> Available records:
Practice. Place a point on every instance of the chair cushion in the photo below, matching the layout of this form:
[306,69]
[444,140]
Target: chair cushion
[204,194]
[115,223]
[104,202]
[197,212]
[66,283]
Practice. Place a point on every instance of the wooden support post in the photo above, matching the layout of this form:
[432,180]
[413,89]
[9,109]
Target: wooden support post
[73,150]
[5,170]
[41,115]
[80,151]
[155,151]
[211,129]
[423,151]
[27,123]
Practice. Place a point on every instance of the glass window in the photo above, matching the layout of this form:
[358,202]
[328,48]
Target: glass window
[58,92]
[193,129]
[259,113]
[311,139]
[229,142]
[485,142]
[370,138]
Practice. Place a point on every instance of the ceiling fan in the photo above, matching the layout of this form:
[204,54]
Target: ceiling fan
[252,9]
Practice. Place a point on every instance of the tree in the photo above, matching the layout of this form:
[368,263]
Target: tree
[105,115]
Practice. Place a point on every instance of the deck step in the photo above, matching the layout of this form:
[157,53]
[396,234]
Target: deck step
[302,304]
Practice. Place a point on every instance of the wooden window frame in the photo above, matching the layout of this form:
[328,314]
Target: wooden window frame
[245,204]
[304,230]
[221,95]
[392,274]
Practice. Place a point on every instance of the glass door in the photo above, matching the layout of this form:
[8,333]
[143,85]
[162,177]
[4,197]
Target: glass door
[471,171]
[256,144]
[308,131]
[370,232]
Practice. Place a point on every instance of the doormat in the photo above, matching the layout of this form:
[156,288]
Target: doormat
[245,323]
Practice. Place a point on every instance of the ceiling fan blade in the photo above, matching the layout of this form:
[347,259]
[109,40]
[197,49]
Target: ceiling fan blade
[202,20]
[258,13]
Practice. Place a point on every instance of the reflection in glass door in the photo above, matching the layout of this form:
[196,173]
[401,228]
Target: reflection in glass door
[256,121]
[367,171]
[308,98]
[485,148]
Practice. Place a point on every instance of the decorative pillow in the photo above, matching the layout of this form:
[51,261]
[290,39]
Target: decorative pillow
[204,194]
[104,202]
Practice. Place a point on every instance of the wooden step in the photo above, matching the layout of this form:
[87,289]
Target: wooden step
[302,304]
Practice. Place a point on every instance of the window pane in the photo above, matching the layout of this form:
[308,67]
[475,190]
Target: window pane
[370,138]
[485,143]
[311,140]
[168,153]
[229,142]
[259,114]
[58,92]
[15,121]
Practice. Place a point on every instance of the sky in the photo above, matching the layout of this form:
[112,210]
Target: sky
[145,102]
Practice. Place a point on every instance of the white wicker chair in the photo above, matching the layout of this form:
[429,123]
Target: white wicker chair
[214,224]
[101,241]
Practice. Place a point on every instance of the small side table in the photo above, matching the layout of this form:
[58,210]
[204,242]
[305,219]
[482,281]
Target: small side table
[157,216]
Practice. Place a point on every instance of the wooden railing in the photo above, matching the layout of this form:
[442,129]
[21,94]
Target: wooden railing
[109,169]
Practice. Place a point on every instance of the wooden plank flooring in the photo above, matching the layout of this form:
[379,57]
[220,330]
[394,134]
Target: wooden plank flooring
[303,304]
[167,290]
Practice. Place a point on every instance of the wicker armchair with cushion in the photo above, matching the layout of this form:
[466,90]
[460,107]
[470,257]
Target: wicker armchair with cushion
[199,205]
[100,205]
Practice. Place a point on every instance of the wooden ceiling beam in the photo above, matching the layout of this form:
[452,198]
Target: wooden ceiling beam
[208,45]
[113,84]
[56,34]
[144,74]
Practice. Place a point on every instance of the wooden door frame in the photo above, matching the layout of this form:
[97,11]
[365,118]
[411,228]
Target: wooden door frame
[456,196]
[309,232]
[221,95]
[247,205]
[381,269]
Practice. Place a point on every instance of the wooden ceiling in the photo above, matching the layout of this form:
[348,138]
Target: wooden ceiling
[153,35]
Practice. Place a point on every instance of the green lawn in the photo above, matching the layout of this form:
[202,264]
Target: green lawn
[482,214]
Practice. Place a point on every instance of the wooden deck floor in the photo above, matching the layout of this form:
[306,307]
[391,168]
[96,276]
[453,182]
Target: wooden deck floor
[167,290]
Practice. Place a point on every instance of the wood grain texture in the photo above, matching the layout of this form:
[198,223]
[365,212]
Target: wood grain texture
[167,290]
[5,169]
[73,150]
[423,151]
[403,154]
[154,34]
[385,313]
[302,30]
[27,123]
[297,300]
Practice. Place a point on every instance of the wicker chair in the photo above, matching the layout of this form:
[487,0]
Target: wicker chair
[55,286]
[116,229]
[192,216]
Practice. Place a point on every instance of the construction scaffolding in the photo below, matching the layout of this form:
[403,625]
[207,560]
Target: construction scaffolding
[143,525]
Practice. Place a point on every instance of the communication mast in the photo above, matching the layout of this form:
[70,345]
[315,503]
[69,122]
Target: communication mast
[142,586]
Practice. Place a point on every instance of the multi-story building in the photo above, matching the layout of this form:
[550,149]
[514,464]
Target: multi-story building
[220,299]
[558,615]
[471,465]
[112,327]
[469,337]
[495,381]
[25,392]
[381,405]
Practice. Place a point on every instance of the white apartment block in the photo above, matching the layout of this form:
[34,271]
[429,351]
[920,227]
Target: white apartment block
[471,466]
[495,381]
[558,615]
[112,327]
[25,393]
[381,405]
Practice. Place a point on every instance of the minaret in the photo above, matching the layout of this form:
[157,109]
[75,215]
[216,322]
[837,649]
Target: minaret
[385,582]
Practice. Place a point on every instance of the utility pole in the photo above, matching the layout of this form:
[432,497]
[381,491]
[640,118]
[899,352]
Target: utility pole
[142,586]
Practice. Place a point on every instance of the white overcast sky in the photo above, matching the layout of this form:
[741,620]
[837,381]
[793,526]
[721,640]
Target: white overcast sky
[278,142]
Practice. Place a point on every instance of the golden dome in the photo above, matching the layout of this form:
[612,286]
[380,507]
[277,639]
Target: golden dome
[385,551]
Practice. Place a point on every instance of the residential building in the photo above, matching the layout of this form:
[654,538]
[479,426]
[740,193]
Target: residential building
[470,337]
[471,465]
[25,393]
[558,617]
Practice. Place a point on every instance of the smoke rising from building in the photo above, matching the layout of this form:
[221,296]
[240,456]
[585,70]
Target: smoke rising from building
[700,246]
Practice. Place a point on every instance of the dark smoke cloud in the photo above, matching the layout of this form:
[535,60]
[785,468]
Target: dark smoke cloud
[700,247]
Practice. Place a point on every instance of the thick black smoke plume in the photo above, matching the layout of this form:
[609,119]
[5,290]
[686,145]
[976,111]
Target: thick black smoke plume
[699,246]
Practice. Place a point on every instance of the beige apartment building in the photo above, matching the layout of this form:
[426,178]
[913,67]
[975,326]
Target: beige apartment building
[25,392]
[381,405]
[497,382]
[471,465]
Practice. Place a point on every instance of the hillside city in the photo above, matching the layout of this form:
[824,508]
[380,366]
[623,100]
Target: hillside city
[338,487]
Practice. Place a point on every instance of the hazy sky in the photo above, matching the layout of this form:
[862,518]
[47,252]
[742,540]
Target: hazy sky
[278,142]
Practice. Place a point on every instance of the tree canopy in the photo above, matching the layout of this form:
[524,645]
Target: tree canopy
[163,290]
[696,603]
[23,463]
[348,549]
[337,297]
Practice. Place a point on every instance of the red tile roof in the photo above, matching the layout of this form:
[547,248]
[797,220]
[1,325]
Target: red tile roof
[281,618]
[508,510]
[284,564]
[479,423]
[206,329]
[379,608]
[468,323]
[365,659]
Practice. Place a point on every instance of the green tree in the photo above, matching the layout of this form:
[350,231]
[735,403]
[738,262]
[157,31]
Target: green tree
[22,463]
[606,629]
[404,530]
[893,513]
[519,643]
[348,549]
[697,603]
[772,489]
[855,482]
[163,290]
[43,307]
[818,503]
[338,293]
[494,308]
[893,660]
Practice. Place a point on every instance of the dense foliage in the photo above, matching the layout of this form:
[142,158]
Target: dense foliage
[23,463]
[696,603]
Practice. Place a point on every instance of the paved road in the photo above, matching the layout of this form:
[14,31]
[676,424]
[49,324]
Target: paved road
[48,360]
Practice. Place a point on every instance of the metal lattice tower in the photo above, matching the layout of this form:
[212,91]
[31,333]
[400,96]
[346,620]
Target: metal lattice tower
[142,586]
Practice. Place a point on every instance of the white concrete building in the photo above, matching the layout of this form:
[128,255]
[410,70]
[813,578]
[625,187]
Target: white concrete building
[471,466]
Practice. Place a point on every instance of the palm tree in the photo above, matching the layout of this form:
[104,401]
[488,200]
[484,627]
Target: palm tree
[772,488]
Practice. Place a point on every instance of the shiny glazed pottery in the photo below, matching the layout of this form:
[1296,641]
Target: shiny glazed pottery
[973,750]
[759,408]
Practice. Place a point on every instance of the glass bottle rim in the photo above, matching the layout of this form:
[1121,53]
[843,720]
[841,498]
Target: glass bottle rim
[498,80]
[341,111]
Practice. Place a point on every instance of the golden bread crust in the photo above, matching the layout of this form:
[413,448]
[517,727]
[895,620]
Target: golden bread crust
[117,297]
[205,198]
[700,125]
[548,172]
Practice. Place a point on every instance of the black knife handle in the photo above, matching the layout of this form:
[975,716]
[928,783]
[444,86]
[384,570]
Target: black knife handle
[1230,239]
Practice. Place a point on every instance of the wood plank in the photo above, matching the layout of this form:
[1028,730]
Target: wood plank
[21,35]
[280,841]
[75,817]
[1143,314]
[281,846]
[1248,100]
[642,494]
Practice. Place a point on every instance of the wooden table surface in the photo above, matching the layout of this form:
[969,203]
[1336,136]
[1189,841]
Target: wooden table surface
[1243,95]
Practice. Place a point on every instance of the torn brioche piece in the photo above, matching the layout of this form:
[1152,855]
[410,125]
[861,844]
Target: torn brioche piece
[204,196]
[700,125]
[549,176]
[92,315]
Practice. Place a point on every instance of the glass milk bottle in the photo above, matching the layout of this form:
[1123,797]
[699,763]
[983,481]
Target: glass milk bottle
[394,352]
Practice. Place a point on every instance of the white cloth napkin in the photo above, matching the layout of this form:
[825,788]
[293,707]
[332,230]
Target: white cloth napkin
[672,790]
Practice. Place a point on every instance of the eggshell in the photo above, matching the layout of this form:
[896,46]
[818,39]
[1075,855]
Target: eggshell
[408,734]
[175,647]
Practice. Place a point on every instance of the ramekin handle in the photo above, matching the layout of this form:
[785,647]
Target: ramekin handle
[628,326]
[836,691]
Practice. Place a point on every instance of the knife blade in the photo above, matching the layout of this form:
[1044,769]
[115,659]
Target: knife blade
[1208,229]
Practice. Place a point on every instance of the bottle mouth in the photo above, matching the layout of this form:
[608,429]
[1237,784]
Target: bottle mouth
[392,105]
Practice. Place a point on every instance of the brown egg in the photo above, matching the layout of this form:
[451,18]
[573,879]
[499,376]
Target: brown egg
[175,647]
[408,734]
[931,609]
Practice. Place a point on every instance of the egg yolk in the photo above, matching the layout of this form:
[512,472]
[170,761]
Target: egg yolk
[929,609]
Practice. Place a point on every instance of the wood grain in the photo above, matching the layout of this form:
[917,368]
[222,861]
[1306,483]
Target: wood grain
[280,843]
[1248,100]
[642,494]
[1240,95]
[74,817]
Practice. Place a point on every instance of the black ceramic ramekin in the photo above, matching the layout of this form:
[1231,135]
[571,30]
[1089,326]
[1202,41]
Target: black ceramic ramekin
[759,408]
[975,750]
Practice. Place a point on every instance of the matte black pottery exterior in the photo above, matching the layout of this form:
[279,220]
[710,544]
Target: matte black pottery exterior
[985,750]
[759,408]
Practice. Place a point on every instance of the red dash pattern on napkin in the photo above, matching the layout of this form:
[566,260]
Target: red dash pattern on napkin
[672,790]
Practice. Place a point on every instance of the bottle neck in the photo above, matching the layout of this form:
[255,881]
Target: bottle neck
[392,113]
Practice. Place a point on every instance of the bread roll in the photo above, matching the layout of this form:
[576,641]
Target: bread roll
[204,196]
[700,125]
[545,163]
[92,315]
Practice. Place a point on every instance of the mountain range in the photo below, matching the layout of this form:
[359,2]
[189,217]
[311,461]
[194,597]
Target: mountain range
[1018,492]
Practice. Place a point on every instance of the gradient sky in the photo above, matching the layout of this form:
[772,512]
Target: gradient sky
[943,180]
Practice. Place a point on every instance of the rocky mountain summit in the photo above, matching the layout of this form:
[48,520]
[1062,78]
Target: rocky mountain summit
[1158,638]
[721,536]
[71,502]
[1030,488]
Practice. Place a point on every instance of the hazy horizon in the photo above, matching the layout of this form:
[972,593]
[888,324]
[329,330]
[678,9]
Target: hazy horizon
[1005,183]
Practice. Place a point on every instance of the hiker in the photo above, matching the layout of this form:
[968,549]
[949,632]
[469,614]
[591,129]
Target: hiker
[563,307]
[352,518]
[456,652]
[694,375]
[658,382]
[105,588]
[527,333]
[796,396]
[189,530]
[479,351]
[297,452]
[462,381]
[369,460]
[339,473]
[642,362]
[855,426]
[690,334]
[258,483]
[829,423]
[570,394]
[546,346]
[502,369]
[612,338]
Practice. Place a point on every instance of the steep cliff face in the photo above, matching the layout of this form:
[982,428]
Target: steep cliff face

> What is expected:
Copy everything from the line containing "Practice. Place a point on every instance of the hiker" down to the end of the listing, swapping "hiker" for "climber" and leaving everything else unchanged.

> Result of this exercise:
Practice. Place a point on every instance of the climber in the photo above, matching the layout of this form:
[968,549]
[949,632]
[469,614]
[591,129]
Target: climber
[563,307]
[352,518]
[456,652]
[694,375]
[658,382]
[105,588]
[527,333]
[796,396]
[189,530]
[479,351]
[297,452]
[462,381]
[369,460]
[339,473]
[642,362]
[855,426]
[690,334]
[258,483]
[829,423]
[570,394]
[546,346]
[502,369]
[612,338]
Practice. Place a point on every instance of the steep cliff face in the photo above, matching the layout of this form:
[982,428]
Target: steep cliff face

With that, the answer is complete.